Madame LaPierre, y a-t-il dans votre école des enfants provenant de régions défavorisées — des enfants des régions rurales qui sont maintenant en ville? D'après ce que vous dites, il semble qu'ils vous trouvent, car ils cherchent un milieu susceptible de remplacer leur famille. Ce n'est probablement pas la mère célibataire qui vient d'arriver à Calgary qui cherche votre établissement.

Mme LaPierre: En fait, certaines de nos familles ont déjà été sans abri. Ce qu'il y a de bien dans notre école, c'est qu'il importe peu où vous habitez en ville, car nous assurons le transport; nous ramassons les enfants pour les emmener à l'école. Les familles peuvent s'installer dans n'importe quel quartier.

Le sénateur Christensen: Comment vous trouvent-ils?

Mme LaPierre: Ils nous trouvent grâce au bouche à oreille. D'autres Autochtones leur ont parlé de nous.

Le sénateur Christensen: Souvent, ils ne se sentent pas sûrs en ville et retournent à la campagne. Il y a beaucoup d'allées et venues. Qu'est-ce que cela donne?

Entrées d'un jeu de données de pointage:
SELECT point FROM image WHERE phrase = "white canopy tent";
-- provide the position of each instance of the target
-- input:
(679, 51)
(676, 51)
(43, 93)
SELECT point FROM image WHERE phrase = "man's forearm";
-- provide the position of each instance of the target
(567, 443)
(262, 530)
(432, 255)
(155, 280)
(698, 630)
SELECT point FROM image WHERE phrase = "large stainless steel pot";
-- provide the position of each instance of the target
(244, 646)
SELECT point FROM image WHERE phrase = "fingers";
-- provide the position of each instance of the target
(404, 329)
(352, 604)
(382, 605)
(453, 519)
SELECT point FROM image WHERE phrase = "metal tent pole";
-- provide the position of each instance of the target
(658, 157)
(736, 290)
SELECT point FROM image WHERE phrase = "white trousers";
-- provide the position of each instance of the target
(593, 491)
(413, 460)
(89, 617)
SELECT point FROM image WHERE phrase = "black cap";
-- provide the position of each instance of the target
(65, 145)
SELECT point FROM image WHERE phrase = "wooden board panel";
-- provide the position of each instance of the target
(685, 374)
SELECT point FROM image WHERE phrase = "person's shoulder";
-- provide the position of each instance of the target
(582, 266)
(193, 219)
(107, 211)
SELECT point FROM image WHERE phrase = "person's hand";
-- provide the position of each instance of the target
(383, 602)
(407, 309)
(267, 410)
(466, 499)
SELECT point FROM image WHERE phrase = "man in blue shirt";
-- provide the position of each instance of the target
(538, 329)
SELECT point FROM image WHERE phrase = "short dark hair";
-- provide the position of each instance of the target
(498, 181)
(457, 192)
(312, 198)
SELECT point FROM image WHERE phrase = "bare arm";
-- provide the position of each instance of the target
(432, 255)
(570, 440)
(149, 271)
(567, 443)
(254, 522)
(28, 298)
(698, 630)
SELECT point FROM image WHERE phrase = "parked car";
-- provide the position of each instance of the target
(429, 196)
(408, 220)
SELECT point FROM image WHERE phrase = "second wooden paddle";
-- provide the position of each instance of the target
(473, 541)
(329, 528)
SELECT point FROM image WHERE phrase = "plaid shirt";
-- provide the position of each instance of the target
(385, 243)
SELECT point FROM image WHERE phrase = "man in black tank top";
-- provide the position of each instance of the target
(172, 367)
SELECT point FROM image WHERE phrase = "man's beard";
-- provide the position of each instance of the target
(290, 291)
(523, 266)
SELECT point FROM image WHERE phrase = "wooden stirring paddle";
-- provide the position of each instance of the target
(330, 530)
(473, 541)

CONSIGNES DE L'EXERCICE: Reprenez sans rien changer le passage de l'extrait qui va de « Madame LaPierre, y » jusqu'à « cherche votre établissement. ». Les enregistrements sont un contenu à part, sans lien avec l'extrait.

RÉPONSE FINALE:
Madame LaPierre, y a-t-il dans votre école des enfants provenant de régions défavorisées — des enfants des régions rurales qui sont maintenant en ville? D'après ce que vous dites, il semble qu'ils vous trouvent, car ils cherchent un milieu susceptible de remplacer leur famille. Ce n'est probablement pas la mère célibataire qui vient d'arriver à Calgary qui cherche votre établissement.